- STATED TASK -
Identify each line below that contains the word "daylily" and copy those lines in full.

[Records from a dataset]
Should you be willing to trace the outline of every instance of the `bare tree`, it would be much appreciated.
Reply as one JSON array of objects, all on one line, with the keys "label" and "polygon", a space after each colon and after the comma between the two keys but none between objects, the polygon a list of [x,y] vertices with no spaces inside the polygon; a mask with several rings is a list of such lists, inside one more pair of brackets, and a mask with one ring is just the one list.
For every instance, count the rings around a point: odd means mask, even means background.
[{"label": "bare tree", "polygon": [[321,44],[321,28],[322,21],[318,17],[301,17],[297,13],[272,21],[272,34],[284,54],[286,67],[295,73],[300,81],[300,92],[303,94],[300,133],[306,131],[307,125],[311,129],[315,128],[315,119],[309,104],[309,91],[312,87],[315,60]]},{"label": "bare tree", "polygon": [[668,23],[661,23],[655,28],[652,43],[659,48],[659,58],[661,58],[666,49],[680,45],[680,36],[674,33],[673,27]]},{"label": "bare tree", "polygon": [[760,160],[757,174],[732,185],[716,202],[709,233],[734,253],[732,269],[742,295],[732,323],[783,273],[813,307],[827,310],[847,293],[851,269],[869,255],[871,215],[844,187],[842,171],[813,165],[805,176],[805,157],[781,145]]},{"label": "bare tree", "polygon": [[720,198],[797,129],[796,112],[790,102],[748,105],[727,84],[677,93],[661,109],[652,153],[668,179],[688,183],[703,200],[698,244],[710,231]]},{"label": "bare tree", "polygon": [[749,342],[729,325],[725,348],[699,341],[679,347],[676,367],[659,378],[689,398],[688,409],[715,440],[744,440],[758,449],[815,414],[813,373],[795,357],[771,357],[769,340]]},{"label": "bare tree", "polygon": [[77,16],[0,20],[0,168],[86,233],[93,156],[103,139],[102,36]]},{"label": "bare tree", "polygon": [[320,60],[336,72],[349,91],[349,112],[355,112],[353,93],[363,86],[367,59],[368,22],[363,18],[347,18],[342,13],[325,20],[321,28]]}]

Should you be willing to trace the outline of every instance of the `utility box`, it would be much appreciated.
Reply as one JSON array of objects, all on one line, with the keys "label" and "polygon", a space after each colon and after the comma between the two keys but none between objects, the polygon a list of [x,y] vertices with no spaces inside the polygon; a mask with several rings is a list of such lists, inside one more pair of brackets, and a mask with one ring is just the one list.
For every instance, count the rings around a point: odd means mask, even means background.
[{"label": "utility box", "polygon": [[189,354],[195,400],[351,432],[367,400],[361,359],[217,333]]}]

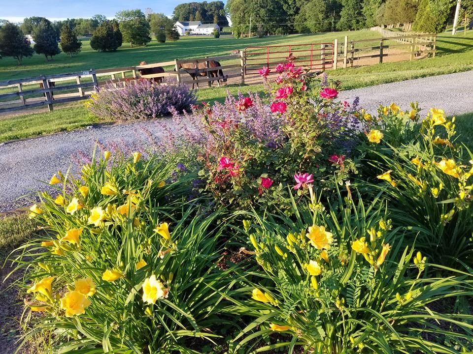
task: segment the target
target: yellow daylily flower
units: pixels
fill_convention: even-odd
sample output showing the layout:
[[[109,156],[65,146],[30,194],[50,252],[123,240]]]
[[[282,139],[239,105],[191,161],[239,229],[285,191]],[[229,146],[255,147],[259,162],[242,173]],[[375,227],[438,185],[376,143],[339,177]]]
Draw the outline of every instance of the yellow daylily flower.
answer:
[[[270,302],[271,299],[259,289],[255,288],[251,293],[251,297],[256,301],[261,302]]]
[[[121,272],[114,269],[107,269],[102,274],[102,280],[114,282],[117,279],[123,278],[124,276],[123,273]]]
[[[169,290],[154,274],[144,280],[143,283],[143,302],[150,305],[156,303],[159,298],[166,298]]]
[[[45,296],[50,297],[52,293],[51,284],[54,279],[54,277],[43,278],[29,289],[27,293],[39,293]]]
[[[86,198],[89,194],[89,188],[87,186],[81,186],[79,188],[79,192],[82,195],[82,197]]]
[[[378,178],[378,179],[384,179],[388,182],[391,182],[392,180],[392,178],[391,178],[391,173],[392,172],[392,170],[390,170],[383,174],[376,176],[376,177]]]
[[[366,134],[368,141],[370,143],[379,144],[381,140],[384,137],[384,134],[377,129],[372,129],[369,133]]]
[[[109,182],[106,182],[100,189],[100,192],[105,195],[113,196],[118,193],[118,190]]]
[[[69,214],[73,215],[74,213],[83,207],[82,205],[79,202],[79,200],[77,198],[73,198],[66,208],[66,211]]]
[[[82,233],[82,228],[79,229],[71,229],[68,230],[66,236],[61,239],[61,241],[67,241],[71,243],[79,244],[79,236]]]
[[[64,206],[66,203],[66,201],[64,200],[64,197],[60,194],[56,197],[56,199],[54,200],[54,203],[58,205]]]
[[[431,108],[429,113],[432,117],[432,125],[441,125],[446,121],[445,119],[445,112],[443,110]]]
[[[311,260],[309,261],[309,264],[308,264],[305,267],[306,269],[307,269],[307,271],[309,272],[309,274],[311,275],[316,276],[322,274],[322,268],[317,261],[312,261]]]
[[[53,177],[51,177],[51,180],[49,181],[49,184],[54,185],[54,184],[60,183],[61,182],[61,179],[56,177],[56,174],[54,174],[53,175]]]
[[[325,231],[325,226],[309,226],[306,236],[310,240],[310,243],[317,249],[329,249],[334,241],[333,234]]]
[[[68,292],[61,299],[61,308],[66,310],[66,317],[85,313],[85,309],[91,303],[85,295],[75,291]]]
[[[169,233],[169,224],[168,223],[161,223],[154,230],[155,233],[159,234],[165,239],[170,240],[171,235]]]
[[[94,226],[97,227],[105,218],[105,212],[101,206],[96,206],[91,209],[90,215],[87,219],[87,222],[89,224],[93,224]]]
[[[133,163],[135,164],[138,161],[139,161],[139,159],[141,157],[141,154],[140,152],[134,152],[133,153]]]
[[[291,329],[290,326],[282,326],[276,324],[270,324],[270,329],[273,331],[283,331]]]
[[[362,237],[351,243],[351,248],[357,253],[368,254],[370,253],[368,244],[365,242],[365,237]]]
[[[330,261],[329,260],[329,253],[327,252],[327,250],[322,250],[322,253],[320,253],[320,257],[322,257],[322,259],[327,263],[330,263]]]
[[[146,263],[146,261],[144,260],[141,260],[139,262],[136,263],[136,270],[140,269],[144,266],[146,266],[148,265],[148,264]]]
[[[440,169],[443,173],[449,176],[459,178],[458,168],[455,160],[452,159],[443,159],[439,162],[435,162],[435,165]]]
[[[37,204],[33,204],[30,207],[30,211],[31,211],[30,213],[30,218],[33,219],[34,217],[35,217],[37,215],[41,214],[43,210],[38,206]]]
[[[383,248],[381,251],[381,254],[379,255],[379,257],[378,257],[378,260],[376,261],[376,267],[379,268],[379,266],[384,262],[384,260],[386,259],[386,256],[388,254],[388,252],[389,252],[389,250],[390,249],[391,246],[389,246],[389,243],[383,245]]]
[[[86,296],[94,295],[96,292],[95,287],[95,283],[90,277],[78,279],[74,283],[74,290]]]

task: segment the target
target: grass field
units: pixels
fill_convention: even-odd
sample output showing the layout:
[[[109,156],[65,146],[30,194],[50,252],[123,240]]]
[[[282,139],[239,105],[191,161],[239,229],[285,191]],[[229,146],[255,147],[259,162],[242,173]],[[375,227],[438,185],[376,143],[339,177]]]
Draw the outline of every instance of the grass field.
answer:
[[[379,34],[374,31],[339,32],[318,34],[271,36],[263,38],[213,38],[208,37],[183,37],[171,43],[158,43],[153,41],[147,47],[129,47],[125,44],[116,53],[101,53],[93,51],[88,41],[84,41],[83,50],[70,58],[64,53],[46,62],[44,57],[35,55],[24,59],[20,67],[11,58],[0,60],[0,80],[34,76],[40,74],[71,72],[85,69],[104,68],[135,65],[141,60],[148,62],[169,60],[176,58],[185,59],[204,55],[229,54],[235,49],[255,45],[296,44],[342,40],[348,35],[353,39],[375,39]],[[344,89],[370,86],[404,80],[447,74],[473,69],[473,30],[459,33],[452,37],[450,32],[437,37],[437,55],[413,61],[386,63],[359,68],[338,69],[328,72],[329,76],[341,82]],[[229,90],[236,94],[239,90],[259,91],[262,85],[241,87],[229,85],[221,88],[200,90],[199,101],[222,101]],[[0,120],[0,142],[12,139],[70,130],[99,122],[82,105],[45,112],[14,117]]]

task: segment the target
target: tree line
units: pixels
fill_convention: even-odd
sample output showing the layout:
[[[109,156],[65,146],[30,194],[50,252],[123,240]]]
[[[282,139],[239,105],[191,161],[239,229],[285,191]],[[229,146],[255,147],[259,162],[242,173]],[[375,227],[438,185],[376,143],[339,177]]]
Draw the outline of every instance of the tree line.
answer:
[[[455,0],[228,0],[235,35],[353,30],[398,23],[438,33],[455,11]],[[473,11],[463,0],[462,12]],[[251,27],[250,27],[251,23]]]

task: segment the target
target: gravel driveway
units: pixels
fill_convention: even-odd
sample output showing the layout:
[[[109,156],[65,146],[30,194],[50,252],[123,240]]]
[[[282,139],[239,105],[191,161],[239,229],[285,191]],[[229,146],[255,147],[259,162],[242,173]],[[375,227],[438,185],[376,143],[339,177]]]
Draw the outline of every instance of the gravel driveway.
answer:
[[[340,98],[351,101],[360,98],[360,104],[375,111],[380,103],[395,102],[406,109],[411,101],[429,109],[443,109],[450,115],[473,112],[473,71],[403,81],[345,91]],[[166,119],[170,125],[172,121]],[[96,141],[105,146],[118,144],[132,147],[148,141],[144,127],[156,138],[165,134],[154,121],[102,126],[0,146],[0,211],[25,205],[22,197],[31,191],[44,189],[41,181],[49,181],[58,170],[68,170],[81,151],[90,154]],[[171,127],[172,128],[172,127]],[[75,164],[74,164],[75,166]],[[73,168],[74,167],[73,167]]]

- WRITTEN RESPONSE -
target: yellow daylily flower
Draw the outline of every instance of the yellow daylily flower.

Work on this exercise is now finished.